Exercise goal.
Render the whole listing below as a JSON list of strings, one string per line, with blank lines omitted.

---

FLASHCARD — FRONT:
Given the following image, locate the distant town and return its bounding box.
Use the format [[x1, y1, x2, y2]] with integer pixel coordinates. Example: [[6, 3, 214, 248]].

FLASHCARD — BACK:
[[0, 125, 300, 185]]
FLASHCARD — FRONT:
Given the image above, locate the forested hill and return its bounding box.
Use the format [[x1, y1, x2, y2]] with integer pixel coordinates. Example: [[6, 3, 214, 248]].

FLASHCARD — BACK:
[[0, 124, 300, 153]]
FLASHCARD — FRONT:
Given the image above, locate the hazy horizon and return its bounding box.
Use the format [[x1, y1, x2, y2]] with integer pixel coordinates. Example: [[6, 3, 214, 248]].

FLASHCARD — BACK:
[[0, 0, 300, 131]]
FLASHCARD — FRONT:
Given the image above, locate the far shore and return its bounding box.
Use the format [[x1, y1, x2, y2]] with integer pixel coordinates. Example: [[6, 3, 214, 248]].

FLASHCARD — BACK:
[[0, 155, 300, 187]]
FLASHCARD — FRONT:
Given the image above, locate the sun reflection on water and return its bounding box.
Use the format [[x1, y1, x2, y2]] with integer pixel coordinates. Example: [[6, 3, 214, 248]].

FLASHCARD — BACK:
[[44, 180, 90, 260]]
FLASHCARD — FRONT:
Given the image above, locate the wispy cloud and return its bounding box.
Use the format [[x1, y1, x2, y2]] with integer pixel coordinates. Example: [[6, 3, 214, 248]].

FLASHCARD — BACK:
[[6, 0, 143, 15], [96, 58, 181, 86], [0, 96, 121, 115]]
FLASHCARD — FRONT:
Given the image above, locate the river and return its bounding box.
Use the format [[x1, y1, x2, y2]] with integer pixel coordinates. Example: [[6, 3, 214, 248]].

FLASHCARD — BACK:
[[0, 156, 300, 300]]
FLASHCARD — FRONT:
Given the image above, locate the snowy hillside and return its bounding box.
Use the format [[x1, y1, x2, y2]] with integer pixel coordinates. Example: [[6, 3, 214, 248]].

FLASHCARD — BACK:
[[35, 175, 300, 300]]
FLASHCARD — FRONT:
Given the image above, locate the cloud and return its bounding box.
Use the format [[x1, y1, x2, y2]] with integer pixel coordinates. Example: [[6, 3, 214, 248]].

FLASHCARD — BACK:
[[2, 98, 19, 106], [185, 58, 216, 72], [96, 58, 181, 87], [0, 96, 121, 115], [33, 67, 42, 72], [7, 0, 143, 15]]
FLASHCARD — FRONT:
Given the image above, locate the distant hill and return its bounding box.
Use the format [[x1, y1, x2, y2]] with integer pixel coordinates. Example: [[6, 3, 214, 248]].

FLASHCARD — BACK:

---

Solution to this exercise.
[
  "FLASHCARD — FRONT:",
  "Given the following image, locate the distant town and return its bounding box.",
  "Use the format [[x1, y1, x2, y2]] with integer pixel coordinates. Example: [[6, 3, 214, 248]].",
  "FLASHCARD — BACK:",
  "[[0, 125, 300, 185]]",
  "FLASHCARD — FRONT:",
  "Given the image above, locate the forested hill and return its bounding box.",
  "Use the format [[x1, y1, x2, y2]] with integer pixel coordinates. Example: [[6, 3, 214, 248]].",
  "FLASHCARD — BACK:",
  "[[0, 124, 300, 153]]",
  "FLASHCARD — FRONT:",
  "Given the image above, locate the hazy horizon and return its bounding box.",
  "Use the format [[x1, y1, x2, y2]] with integer pixel coordinates. Example: [[6, 3, 214, 248]].",
  "FLASHCARD — BACK:",
  "[[0, 0, 300, 131]]",
  "FLASHCARD — FRONT:",
  "Given the image above, locate the far shore and return its bounding box.",
  "Use the format [[x1, y1, x2, y2]] with integer pixel coordinates. Example: [[6, 3, 214, 248]].",
  "FLASHCARD — BACK:",
  "[[0, 155, 300, 187]]",
  "FLASHCARD — FRONT:",
  "Given the image above, locate the sun reflection on water and return its bounding box.",
  "Use the format [[x1, y1, x2, y2]] with integer pixel coordinates. Example: [[6, 3, 214, 248]].",
  "FLASHCARD — BACK:",
  "[[44, 180, 90, 260]]",
  "FLASHCARD — FRONT:",
  "Given the image above, locate the wispy cloud and return its bounding box.",
  "Use the format [[x1, y1, x2, y2]] with integer pixel coordinates. Example: [[6, 3, 214, 248]].",
  "FLASHCARD — BACK:",
  "[[6, 0, 143, 15], [96, 58, 181, 86], [0, 96, 121, 115]]",
  "FLASHCARD — FRONT:",
  "Given the image above, locate the river and return its bounding box.",
  "Use the format [[x1, y1, x2, y2]] with integer pixel coordinates. Example: [[6, 3, 214, 248]].",
  "FLASHCARD — BACK:",
  "[[0, 156, 300, 300]]",
  "FLASHCARD — FRONT:",
  "Given the image above, locate the snowy hillside and return its bounding box.",
  "Use the format [[x1, y1, x2, y2]] with integer pixel coordinates. Example: [[6, 3, 214, 248]].",
  "FLASHCARD — BACK:",
  "[[35, 175, 300, 300]]",
  "FLASHCARD — FRONT:",
  "Given the image above, locate the cloud and return its bounding box.",
  "Use the format [[x1, y1, x2, y2]] with integer pixel coordinates. Example: [[6, 3, 214, 248]].",
  "FLASHCARD — BACK:",
  "[[2, 98, 19, 106], [185, 58, 216, 72], [96, 58, 181, 87], [0, 96, 121, 115], [33, 67, 42, 72], [7, 0, 143, 15]]",
  "FLASHCARD — FRONT:",
  "Given the image above, locate the distant hill and return its bounding box.",
  "Use the format [[x1, y1, x2, y2]] with integer pixel coordinates. Example: [[6, 3, 214, 248]].",
  "FLASHCARD — BACK:"
]